TASK TO COMPLETE: Your answer should consist of the complete listing, repeated verbatim.

RECORDED INFORMATION:
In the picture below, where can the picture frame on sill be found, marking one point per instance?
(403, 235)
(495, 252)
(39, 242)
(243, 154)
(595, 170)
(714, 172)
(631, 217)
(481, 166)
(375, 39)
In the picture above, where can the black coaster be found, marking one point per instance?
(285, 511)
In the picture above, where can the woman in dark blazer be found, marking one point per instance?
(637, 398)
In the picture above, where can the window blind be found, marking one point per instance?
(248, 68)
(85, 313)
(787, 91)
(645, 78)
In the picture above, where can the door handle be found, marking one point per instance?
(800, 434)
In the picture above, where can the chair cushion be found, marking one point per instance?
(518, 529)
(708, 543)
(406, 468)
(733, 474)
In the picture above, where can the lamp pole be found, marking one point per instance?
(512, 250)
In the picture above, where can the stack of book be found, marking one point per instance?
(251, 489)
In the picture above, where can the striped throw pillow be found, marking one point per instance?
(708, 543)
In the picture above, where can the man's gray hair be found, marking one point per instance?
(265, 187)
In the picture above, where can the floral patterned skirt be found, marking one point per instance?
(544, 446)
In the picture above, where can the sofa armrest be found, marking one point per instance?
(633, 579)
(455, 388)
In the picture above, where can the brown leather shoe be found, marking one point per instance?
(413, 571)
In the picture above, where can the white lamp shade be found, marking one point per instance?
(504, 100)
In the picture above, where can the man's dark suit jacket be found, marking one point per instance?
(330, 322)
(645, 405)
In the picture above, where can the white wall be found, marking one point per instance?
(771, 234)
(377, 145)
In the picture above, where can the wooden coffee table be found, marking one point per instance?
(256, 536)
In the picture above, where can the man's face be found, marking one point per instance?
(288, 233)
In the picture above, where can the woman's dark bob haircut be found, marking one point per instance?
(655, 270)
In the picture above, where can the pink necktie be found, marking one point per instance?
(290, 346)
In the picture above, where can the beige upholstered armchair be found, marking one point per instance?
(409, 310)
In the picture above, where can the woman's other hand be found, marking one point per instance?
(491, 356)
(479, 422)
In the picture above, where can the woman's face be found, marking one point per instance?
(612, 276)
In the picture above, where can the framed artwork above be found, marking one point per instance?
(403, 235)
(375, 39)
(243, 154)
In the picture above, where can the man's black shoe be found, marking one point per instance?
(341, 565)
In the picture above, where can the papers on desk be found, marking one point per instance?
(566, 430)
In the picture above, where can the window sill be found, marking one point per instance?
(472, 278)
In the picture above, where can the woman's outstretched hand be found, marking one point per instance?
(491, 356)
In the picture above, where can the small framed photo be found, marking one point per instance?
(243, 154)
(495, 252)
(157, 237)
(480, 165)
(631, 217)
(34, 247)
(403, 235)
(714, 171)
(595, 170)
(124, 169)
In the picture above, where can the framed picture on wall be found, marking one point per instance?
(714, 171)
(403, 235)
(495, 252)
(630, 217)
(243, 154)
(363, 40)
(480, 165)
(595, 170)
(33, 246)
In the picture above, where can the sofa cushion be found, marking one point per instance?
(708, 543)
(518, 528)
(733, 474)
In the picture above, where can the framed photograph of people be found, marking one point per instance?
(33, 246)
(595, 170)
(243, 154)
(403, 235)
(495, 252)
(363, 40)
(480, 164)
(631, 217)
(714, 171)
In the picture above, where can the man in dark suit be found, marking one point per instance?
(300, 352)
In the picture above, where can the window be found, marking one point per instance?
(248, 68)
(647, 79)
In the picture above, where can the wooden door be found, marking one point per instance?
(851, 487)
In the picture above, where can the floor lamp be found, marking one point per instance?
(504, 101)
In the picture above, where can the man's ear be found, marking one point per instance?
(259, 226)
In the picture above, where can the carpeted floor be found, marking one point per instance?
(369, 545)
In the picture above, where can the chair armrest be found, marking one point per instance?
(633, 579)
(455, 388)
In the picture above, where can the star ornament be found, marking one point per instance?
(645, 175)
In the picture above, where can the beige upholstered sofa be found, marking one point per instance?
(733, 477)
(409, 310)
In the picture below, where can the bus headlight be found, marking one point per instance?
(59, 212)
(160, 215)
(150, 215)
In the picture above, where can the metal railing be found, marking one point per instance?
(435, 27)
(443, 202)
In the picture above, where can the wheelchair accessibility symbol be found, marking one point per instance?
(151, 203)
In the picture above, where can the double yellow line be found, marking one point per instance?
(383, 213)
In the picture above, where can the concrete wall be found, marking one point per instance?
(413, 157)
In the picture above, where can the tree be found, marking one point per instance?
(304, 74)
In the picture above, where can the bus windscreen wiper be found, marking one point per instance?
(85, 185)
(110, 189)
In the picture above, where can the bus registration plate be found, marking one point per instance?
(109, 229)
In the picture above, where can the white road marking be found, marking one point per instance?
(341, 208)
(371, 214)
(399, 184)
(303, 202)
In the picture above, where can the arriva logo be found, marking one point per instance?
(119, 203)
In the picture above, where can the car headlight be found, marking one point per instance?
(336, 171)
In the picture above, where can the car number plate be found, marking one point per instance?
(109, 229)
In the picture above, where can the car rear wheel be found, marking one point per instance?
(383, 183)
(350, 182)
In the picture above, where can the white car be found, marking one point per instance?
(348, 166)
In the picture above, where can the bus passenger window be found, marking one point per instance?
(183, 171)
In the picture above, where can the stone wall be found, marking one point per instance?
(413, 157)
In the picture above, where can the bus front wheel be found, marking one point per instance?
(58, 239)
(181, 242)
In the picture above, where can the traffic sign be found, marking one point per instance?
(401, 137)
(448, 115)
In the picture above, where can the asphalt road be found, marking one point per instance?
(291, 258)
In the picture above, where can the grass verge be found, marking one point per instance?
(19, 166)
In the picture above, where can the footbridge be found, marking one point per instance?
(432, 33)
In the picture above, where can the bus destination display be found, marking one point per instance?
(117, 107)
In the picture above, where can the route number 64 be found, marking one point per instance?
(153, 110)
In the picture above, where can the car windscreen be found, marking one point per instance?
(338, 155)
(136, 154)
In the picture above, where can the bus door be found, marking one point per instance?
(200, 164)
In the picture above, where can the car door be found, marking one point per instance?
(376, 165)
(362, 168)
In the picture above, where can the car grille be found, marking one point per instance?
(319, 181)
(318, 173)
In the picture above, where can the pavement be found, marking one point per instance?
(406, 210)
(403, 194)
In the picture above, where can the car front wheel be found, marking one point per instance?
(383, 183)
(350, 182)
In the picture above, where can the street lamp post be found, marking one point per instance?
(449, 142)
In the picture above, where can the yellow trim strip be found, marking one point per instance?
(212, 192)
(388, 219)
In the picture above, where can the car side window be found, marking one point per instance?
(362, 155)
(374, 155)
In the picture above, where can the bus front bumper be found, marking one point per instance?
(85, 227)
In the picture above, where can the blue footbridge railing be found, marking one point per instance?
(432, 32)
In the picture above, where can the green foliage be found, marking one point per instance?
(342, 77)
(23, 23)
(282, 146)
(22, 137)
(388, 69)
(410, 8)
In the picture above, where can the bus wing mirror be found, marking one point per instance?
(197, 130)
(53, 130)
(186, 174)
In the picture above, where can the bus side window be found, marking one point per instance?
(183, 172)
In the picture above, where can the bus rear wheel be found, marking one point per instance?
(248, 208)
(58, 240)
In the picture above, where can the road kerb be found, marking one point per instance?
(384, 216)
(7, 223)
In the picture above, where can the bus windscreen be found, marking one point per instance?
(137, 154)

PROBLEM SOLUTION:
In the picture below, where can the picture frame on sill be found, marking one point per instance?
(403, 235)
(495, 252)
(39, 242)
(243, 154)
(595, 170)
(714, 172)
(631, 217)
(481, 166)
(375, 39)
In the picture above, where can the black coaster be found, marking one point per instance?
(285, 511)
In the picture above, where can the woman in dark blazer be found, marking one point per instance?
(637, 398)
In the picture above, where can the window blind be found, marking one point per instance?
(248, 68)
(85, 313)
(787, 91)
(645, 78)
In the picture above, where can the door handle be found, marking one point per instance?
(800, 434)
In the picture above, where can the chair cushion be found, marking one point per instance?
(518, 529)
(708, 543)
(406, 468)
(733, 474)
In the picture above, where can the lamp pole be found, marking one point per instance?
(512, 250)
In the picture above, where can the stack of book be found, marking one point per instance?
(251, 489)
In the picture above, where can the striped throw pillow be found, marking one point per instance?
(708, 543)
In the picture above, where can the man's gray hair be found, marking one point per instance?
(265, 187)
In the picture above, where can the floral patterned skirt be found, marking one point per instance?
(544, 446)
In the picture above, where can the sofa armrest be found, marking one point per instance?
(633, 579)
(455, 388)
In the picture above, where can the brown leather shoe be found, marking one point per instance?
(413, 571)
In the picture above, where can the white lamp shade be found, marking one point per instance?
(504, 100)
In the picture above, where can the man's dark suit jacket be found, marking one point per instance?
(330, 322)
(645, 405)
In the picture above, where can the white wall be found, marking one point per instance?
(771, 234)
(377, 145)
In the picture above, where can the wooden coffee table be found, marking one point per instance?
(256, 536)
In the picture above, where can the man's face be found, marking one point per instance?
(288, 233)
In the picture above, where can the woman's dark bob haircut be found, marking one point per instance?
(655, 270)
In the picture above, where can the pink necktie be found, marking one point per instance?
(290, 346)
In the picture above, where can the beige upholstered armchair be found, marking one point per instance?
(409, 310)
In the picture above, where can the woman's other hand be found, marking one point per instance?
(491, 356)
(479, 422)
In the picture above, where can the woman's face be found, marking one point per instance?
(612, 276)
In the picture above, where can the framed artwork above be found, marking one point per instance?
(403, 235)
(375, 39)
(243, 154)
In the picture above, where can the man's black shoe be found, marking one point per instance?
(341, 565)
In the picture above, where can the papers on desk be found, marking one point per instance?
(566, 430)
In the picture above, where can the window sill be found, marking one point per instance?
(472, 278)
In the picture above, where can the woman's outstretched hand be found, marking one point per instance?
(491, 356)
In the picture above, where can the small framed photo be found, marking one point per instance?
(243, 154)
(495, 252)
(157, 237)
(480, 165)
(631, 217)
(34, 247)
(403, 235)
(714, 171)
(595, 170)
(124, 169)
In the picture above, where can the framed picture on wall be found, marking one point per instance?
(714, 171)
(403, 235)
(495, 252)
(630, 217)
(243, 154)
(363, 40)
(480, 165)
(595, 170)
(33, 246)
In the picture above, where can the sofa cushion be found, marking one point per instance?
(708, 543)
(518, 528)
(733, 474)
In the picture above, where can the framed photograph of people be found, marking one point per instance?
(33, 246)
(595, 170)
(243, 154)
(403, 235)
(495, 252)
(363, 40)
(480, 164)
(631, 217)
(714, 171)
In the picture above, where can the man in dark suit be found, marking one point per instance?
(300, 352)
In the picture above, where can the window be found, marking one point per instance?
(248, 68)
(647, 79)
In the picture above, where can the wooden door be found, marking one point per instance?
(851, 487)
In the picture above, where can the floor lamp be found, marking one point per instance?
(504, 101)
In the picture above, where can the man's ear be found, marking one point per instance?
(259, 226)
In the picture above, where can the carpeted floor be found, marking one point per instance?
(369, 545)
In the picture above, where can the chair armrest be found, marking one point per instance?
(633, 579)
(455, 388)
In the picture above, where can the star ornament be found, marking one point per instance?
(645, 175)
In the picture above, where can the beige upholstered sofa be found, marking one point per instance?
(733, 477)
(409, 310)
In the picture below, where can the bus headlight be found, marking one point per instance?
(59, 212)
(160, 215)
(150, 215)
In the picture above, where can the metal railing be found, marking one point per instance?
(435, 27)
(443, 202)
In the picture above, where can the wheelchair accessibility symbol be found, marking one point per instance?
(151, 203)
In the picture above, where can the double yellow line be found, marking one point per instance?
(383, 213)
In the picture above, where can the concrete wall be found, marking one point per instance?
(413, 157)
In the picture above, where can the tree be found, marking one point per instance?
(304, 74)
In the picture above, where can the bus windscreen wiper be found, marking one point per instance?
(85, 185)
(110, 189)
In the picture above, where can the bus registration plate be found, marking one point per instance?
(109, 229)
In the picture above, where can the white road marking be found, marking one point per instance?
(341, 208)
(371, 214)
(399, 184)
(303, 202)
In the picture above, where can the arriva logo be found, marking one point per instance?
(119, 203)
In the picture above, where can the car headlight be found, marking one point per instance?
(336, 171)
In the picture above, where can the car number plate be found, marking one point per instance?
(109, 229)
In the picture above, where can the car rear wheel be found, marking one point per instance?
(383, 183)
(350, 182)
In the picture above, where can the white car be found, marking one point per instance?
(348, 166)
In the picture above, where can the bus passenger window be found, marking one point per instance?
(183, 171)
In the picture above, where can the stone wall be found, marking one point per instance?
(413, 157)
In the picture above, where can the bus front wheel be found, marking one point per instance?
(58, 239)
(181, 242)
In the picture above, where can the traffic sign be found, marking one point per instance?
(401, 137)
(448, 115)
In the picture above, where can the asphalt road be found, marking one point per instance?
(291, 258)
In the picture above, where can the grass verge be found, marking one point per instance?
(19, 166)
In the picture above, where can the footbridge be found, marking one point per instance?
(432, 33)
In the picture above, where can the bus destination display be found, marking one point per instance?
(117, 107)
In the picture above, where can the route number 64 be found, marking one point per instance?
(153, 110)
In the picture above, where can the car windscreen be found, marking one point per instance?
(338, 155)
(136, 154)
In the picture above, where can the bus door be found, marking one point per instance?
(200, 164)
In the picture above, where can the car door be found, marking one point per instance?
(376, 165)
(362, 168)
In the picture above, where can the car grille be found, marking one point per instance?
(319, 181)
(318, 173)
In the picture above, where can the pavement be found, marking one point per instance?
(406, 210)
(403, 194)
In the picture above, where can the car front wheel be found, marking one point per instance?
(383, 183)
(350, 182)
In the picture above, where can the street lamp post be found, marking one point per instance?
(449, 142)
In the picture above, where can the yellow trim strip be found, marking one point per instance?
(212, 192)
(388, 219)
In the picture above, where can the car side window be found, marking one point per instance?
(362, 155)
(374, 155)
In the picture above, where can the bus front bumper be found, marking one point per instance?
(85, 227)
In the picture above, where can the blue footbridge railing be found, marking one point per instance?
(432, 32)
In the picture above, where can the green foliage be found, marking one point per instance?
(342, 77)
(23, 23)
(282, 146)
(22, 137)
(388, 69)
(410, 8)
In the picture above, where can the bus wing mirror be found, marking one point per instance?
(197, 130)
(53, 130)
(186, 174)
In the picture above, where can the bus side window be found, marking one point per instance?
(183, 172)
In the picture above, where can the bus rear wheel be found, marking one point per instance?
(248, 208)
(58, 240)
In the picture above, where can the road kerb be found, marking one point per instance?
(384, 216)
(7, 223)
In the picture above, where can the bus windscreen be found, marking one point per instance?
(137, 154)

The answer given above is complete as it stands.